§ Fragmento proporcionado
Y cuando el dinosaurio despertó, Carver bebía, el oro de los tigres deslumbraba a Borges, Millás atendía el teléfono. Macondo entonces fue un sueño, una plegaria de Capote perdida en la lejanía de Bowles. El hombre ya no estaba allí. Solo encontraron un relato. Apenas un destello de vida.

7/25/2006

¿Qué habría sido de mi tranquila ignorancia sin ese patio de páginas con aromas de azahar?

§ Ejercicio propuesto
Según el fragmento proporcionado, ¿qué hacía Millás cuando el dinosaurio despertó?

§ Datos suministrados
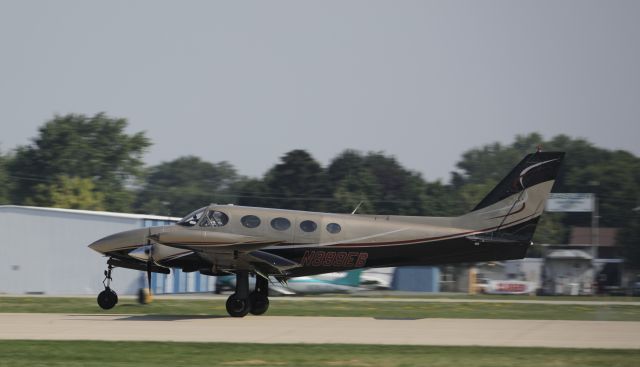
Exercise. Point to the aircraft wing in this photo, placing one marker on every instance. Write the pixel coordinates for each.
(222, 247)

§ Respuesta
Atendía el teléfono.